Natural-language object grounding data

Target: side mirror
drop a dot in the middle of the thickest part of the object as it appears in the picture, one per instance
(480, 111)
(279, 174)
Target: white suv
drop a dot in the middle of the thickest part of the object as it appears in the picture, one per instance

## YOUR OBJECTIVE
The whole of the data is to be copied out word for word.

## WRITTEN RESPONSE
Target: side mirror
drop a dot in the middle of the thickest part of the object as it appears in the picture, one per instance
(480, 111)
(279, 174)
Target: white suv
drop a dot in the middle of the thickest part of the object as it appears in the picture, one per instance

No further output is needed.